Data for this task ▸
------------------------------

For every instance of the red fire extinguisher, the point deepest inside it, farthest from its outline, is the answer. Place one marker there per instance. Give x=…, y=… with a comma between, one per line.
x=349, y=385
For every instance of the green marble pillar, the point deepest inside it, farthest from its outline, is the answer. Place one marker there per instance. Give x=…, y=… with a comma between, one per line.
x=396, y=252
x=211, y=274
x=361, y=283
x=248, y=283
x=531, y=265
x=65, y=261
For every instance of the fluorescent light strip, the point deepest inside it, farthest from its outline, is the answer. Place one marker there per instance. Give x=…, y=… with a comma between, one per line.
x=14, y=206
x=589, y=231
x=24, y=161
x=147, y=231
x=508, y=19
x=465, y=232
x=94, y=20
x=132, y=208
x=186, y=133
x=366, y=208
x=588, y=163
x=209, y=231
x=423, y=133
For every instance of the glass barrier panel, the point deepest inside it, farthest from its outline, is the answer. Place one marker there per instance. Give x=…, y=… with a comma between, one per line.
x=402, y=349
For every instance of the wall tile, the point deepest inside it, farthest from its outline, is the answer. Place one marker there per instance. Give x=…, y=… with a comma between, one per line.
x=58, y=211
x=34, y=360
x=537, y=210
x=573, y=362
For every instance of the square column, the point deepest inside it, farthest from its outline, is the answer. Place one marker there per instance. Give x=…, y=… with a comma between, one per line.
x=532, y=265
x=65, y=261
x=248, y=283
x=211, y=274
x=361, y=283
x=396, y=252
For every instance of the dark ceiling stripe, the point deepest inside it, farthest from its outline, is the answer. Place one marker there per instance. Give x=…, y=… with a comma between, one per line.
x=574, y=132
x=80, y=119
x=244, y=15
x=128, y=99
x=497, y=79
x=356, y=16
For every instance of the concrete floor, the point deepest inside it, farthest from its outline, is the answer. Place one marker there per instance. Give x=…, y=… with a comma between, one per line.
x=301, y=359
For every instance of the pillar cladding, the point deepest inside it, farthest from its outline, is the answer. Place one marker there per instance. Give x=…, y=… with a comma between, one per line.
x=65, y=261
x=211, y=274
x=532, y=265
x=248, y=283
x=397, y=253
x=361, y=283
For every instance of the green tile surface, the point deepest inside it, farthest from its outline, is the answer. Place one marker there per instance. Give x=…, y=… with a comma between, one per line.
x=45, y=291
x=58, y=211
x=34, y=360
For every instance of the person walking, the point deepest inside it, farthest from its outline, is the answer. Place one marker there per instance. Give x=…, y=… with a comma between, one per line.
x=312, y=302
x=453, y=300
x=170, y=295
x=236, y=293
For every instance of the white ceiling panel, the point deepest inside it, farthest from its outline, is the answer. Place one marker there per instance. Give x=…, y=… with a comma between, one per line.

------------------------------

Written problem ▸
Please format the listing above as a numbered list, with every line included and blank lines left out.

The answer ▸
1. For every instance of the red fire extinguisher, the point deepest inside it, farthest from its outline, is the answer. Place one marker there per instance. Give x=…, y=… with a comma between, one per line.
2. x=349, y=385
3. For every instance of the green marble pillar, the point deepest inside it, farthest from its outline, is the answer. Place one marker there per instance. Give x=…, y=… with a comma between, one per line.
4. x=396, y=252
5. x=211, y=274
6. x=361, y=283
7. x=248, y=283
8. x=531, y=265
9. x=65, y=261
10. For every instance of the fluorescent light strip, the point deepest inside it, farthest from its outline, is the answer. Place one marker there per instance. Give x=…, y=… with a comma between, one per line.
11. x=14, y=206
12. x=589, y=231
13. x=24, y=161
14. x=147, y=231
15. x=508, y=19
16. x=465, y=232
17. x=94, y=20
18. x=132, y=208
19. x=186, y=133
20. x=366, y=208
21. x=588, y=163
22. x=209, y=231
23. x=423, y=133
24. For every instance of the glass barrier panel, the point deepest inside it, farthest from its outline, is the answer. Place one marker there per instance. Give x=…, y=… with a comma between, one per line.
25. x=402, y=349
26. For every instance of the wall tile, the point deepest inside it, farthest from its outline, is the answer. Place one marker there per instance. Give x=…, y=… with a comma between, one per line.
27. x=58, y=211
28. x=34, y=360
29. x=537, y=210
30. x=573, y=362
31. For every instance of the square column, the point deepest inside it, farthest from its outline, is the answer. Place one marker there per instance. Give x=…, y=… with a comma between, one per line.
32. x=532, y=265
33. x=65, y=261
34. x=248, y=283
35. x=211, y=274
36. x=361, y=283
37. x=396, y=252
38. For every instance of the dark ceiling stripe, the point deepest inside it, farthest from its outline, is the answer. Place one marker there per instance. Give x=…, y=… with a comma between, one per line.
39. x=574, y=132
40. x=80, y=119
41. x=244, y=15
42. x=128, y=99
43. x=497, y=79
44. x=356, y=16
45. For every instance of the concrete floor, the point deepest inside it, farthest from its outline, is the answer. Place one marker there per instance. Give x=…, y=… with a comma between, one per line.
46. x=301, y=359
47. For every instance of the pillar cladding, the point deepest inside it, farthest from its outline, is the answer. Place one marker there per instance. Give x=…, y=… with a comma between, one per line.
48. x=65, y=261
49. x=211, y=274
50. x=532, y=265
51. x=248, y=283
52. x=397, y=253
53. x=361, y=283
54. For every instance of the green tile surface, the point deepest inside it, farthest from its outline, is the answer. Place one marker there per instance. Give x=…, y=… with a comma between, one per line.
55. x=45, y=291
56. x=58, y=211
57. x=34, y=360
58. For every instance of the person walking, the point deepest inside it, farthest from its outline, is the answer. Place one marker there per instance. Give x=…, y=… with a comma between, one per line.
59. x=312, y=302
60. x=453, y=300
61. x=170, y=295
62. x=236, y=293
63. For every instance of the white ceiling panel, the point deepest inside it, farthest from its outline, is the answer. Place one marker there per instance. Give x=…, y=… with a comma between, one per line.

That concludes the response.